Texte de la page —

Lundi 12 septembre 2016

Sylvie Ayral est professeure agrégée et docteure en Sciences de l’éducation, auteure de « La Fabrique des garçons. Sanctions et genre au collège », qui reçu le prix Le Monde de la recherche universitaire. Elle résume ici deux axes de sa recherche : la manière dont l’institution scolaire conforte les comportements transgressifs, voire violents de certains garçons et le peu d’attention accordée à la souffrance des garçons « doux ».


L’appareil punitif scolaire consacre les garçons dans une identité masculine stéréotypée

80%, soit la grande majorité des élèves punis au collège, sont des garçons. Cela devrait interroger l’institution. Un garçon de 4ème régulièrement sanctionné m’expliquait qu’il vivait le fait d’être puni ou renvoyé comme quelque chose d’excitant, quelque chose qui lui procurait de l’adrénaline. Au collège la transgression n’est que très rarement la marque d’une désocialisation. Au contraire. Elle relève bien davantage d’une pratique d’intégration, d’une hypersocialisation au sein du groupe de pairs. Cela vaut particulièrement pour ceux qui ne possèdent pas la culture nécessaire à la réussite scolaire. Ils se construisent volontiers dans l’opposition aux valeurs scolaires et trouvent des bénéfices secondaires à être sanctionnés : l’admiration, le respect par les autres, la réputation d’être un dur, le renforcement de leur sentiment de virilité... L’appareil punitif scolaire possède donc un effet pervers : il consacre les garçons dans une identité masculine stéréotypée et encourage finalement ce qu’il est censé corriger.

Les filles quant à elles offrent moins d’opportunités d’être sanctionnées, et quand elles le sont c’est sur la base d’autres motifs : sur leur tenue vestimentaire – qui va de la longueur de la jupe au port du voile ou encore sur l’usage du téléphone portable... La dissymétrie est donc massive, qu’elle soit en terme de fréquence des sanctions ou de nature des transgressions.

Non seulement, ce sont les garçons transgresseurs, indisciplinés et violents qui monopolisent l’espace, l’attention et l’énergie des adultes mais le stigmate retombe sur tous les élèves de sexe masculin. Ainsi, dans une logique qui se veut préventive mais qui finit surtout par être « auto-réalisatrice », les élèves les plus fréquemment sanctionnés sont généralement les garçons de 6ème. Quant à la majorité silencieuse et invisible, celle des garçons qui ne sont jamais ou très peu punis, on n’en parle que rarement.

Plusieurs études ont pourtant montré qu’être un garçon suppose un risque accru d’être agresseur mais aussi d’être victime. Des lieux comme les toilettes, les vestiaires, les douches sont propices à la violence de domination et à l’humiliation sexuelle. Et les injures sexistes, celles à caractère homophobe ou qui consistent à se moquer de la taille du sexe de l’autre et à l’humilier dans sa virilité sont monnaie courante. Il existe une réelle souffrance chez les garçons doux sommés de donner la preuve de leur virilité, de leur hétérosexualité. Certains décrochent, mais en silence, ce qui ne gêne personne...

Consigne — Selon le texte sur les sanctions au collège, quelle part des élèves punis au collège sont des garçons ?

Données fournies —
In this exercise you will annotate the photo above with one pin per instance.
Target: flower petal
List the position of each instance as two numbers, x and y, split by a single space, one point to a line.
--
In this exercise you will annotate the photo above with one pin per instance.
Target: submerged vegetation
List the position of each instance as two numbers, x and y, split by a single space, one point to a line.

Réponse attendue — 80%, soit la grande majorité des élèves punis.